(Your assignment)
Every entry should appear in your answer exactly as it does here.

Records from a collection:
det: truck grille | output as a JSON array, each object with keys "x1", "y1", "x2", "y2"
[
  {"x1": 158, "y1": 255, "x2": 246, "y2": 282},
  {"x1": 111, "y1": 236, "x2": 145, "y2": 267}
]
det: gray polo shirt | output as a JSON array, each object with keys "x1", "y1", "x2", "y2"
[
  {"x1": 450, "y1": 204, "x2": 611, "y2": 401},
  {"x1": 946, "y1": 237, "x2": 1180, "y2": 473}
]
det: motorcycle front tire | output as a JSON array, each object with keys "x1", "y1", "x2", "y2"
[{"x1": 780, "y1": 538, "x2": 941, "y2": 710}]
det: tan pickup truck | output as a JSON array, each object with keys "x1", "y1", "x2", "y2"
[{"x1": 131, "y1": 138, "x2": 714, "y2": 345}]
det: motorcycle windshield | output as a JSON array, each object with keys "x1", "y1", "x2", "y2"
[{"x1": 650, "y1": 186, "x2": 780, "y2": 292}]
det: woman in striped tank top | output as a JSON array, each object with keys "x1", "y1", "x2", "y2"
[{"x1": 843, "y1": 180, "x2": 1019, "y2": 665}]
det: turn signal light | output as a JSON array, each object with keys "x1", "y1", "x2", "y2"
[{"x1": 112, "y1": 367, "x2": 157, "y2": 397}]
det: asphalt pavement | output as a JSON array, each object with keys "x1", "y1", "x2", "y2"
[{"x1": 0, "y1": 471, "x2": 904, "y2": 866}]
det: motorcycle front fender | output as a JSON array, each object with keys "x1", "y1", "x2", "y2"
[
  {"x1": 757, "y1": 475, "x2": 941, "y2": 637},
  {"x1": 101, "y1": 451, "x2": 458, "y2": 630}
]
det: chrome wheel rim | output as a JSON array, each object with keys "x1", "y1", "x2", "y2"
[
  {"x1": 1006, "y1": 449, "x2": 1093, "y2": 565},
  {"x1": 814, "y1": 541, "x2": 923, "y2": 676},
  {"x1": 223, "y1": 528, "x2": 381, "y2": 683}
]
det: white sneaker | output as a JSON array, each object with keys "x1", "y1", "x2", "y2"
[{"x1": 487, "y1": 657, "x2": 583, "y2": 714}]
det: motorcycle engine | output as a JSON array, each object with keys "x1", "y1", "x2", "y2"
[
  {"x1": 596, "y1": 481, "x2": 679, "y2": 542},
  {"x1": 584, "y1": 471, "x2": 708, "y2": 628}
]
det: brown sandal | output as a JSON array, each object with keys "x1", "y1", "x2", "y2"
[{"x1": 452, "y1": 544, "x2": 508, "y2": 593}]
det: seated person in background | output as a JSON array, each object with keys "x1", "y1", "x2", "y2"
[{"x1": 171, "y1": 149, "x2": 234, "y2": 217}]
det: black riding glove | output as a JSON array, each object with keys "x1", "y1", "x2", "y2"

(Reply)
det: truck grille | output as a JSON array, each object with keys "x1", "y1", "x2", "y2"
[
  {"x1": 158, "y1": 255, "x2": 246, "y2": 282},
  {"x1": 111, "y1": 236, "x2": 145, "y2": 267}
]
det: gray polo shirt | output as a JSON array, each object with keys "x1", "y1", "x2", "y2"
[
  {"x1": 450, "y1": 204, "x2": 611, "y2": 401},
  {"x1": 946, "y1": 237, "x2": 1180, "y2": 473}
]
det: motorcycle front tire | output as a JSON array, each object with keys "x1", "y1", "x2", "y2"
[{"x1": 780, "y1": 538, "x2": 941, "y2": 710}]
det: tan pickup truck | output as a JSON array, each object with keys "x1", "y1", "x2", "y2"
[{"x1": 131, "y1": 138, "x2": 714, "y2": 345}]
det: motorcycle windshield | output as a JSON array, each object with keys "x1", "y1", "x2", "y2"
[{"x1": 650, "y1": 186, "x2": 780, "y2": 292}]
det: woman in striped tank top | output as a JSON array, each object with keys "x1", "y1", "x2", "y2"
[{"x1": 843, "y1": 180, "x2": 1019, "y2": 665}]
det: turn signal light | output as a JSON array, each object with keys "x1", "y1", "x2", "y2"
[{"x1": 112, "y1": 367, "x2": 157, "y2": 397}]
det: asphalt pavement | output as a JSON array, each object with keys "x1", "y1", "x2", "y2"
[{"x1": 0, "y1": 471, "x2": 904, "y2": 866}]
det: motorcycle front fender | output as a JSON array, each object with keys "x1", "y1", "x2", "y2"
[
  {"x1": 757, "y1": 475, "x2": 941, "y2": 637},
  {"x1": 101, "y1": 451, "x2": 458, "y2": 630}
]
det: chrome wheel rim | output as a JSON array, each object with keys "x1", "y1", "x2", "y2"
[
  {"x1": 1006, "y1": 449, "x2": 1093, "y2": 565},
  {"x1": 814, "y1": 541, "x2": 923, "y2": 676},
  {"x1": 223, "y1": 528, "x2": 381, "y2": 683}
]
det: white sneaker | output as a JSON array, each object with keys "x1", "y1", "x2", "y2"
[{"x1": 487, "y1": 657, "x2": 583, "y2": 714}]
det: motorcycle engine | output as a JSON array, each object with keys "x1", "y1", "x2", "y2"
[
  {"x1": 596, "y1": 481, "x2": 679, "y2": 542},
  {"x1": 584, "y1": 471, "x2": 708, "y2": 628}
]
det: brown sandal | output as a JSON array, each object with keys "x1", "y1", "x2", "y2"
[{"x1": 452, "y1": 544, "x2": 508, "y2": 593}]
det: seated person in background | output as a JSON array, each object with keys "x1", "y1", "x2", "y2"
[{"x1": 171, "y1": 149, "x2": 234, "y2": 217}]
det: black riding glove | output as a JSON array, each object with keys "x1", "y1", "x2", "y2"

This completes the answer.